Exercise goal
In the piece on the Bin Laden raid, who called the President's decision "one of the most gutsiest acts of any president in recent memory"?

Reading text
The Most Gutsiest Act: Obama Gets Osama

“One of the most gutsiest acts of any president in recent memory,” John Brennan, the White House counterterrorism advisor, said today of President Obama’s decision to send a team of Navy Seals into a Pakistani residential compound that circumstantial evidence suggested might be the hiding place of Osama Bin Laden.  Since late last night, the world has known how that decision played out.  Despite first a weather delay and then death-by-mechanical-failure of one of the two Black Hawk helicopters used in the operation, the Seal team took less than forty minutes to find, identify and kill Bin Laden, to secure another helicopter and to remove themselves and Bin Laden’s body from the country just as the Pakistani air force was scrambling aloft to deal with the violation of air space.

 

This gripping narrative throws wide the door of reflection on any number of significant topics:  the psychological closure we Americans now have nearly ten years post-9/11; the doggedness and diligence of our counter-terrorism boots-on-the-ground in pursuing one Al Qaeda courier for the past six years; the reconsideration of Guantanamo that the “courier intelligence” extracted there will prompt; the impact of Bin Laden’s killing on our Afghanistan sojourn; the waning of Al Qaeda in relationship to the Arab Spring.

 

But there is only one aspect of Bin Laden’s end that I want to talk about today, and that is what the mission says about Barack Obama.  On the one hand, predictably (and sadly, in my mind) the Tea Party gives the President no credit.  “Something he had very little to do with,” Judson Phillips says.  And of course in one sense this is true.  The pursuit of Bin Laden, and more significantly the tracking of the courier who led us finally to Bin Laden, began under President George Bush.  The excellence and mastery of the Navy Seals and other American special forces units are not dependent upon any particular occupant of the Oval Office.

Dataset records

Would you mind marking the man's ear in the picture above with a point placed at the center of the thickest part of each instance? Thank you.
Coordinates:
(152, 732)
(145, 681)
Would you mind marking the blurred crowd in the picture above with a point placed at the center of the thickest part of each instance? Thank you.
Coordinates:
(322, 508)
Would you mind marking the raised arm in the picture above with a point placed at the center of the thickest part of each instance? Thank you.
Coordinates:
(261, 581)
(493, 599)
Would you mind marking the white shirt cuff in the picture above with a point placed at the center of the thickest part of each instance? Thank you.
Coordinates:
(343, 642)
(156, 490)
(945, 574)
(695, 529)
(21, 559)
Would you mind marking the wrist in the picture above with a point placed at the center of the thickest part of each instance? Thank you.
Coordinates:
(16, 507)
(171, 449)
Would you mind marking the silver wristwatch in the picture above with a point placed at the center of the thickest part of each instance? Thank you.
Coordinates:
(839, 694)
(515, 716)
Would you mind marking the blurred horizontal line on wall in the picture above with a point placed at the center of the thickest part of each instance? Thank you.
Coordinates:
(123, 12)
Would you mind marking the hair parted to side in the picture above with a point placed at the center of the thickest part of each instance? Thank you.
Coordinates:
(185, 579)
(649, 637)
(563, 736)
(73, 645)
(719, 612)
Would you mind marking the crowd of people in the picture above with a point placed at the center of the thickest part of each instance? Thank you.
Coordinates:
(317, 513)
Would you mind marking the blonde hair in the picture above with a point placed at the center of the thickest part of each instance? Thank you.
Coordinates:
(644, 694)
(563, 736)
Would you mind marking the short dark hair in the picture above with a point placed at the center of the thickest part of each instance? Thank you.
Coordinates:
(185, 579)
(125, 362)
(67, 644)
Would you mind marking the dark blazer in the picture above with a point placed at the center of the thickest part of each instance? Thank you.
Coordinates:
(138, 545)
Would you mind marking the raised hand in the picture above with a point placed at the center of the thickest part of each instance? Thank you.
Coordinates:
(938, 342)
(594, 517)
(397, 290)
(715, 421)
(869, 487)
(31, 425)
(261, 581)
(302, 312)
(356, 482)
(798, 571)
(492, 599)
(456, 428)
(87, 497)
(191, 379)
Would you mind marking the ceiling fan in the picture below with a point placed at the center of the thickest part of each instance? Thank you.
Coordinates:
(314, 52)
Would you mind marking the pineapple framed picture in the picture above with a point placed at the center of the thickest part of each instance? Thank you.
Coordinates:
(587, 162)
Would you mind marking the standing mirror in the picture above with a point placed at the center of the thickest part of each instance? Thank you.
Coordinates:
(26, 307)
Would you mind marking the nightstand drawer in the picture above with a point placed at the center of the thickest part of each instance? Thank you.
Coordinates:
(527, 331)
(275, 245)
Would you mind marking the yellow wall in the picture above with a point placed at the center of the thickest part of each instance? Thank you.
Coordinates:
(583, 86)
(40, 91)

Final result
John Brennan, the White House counterterrorism advisor.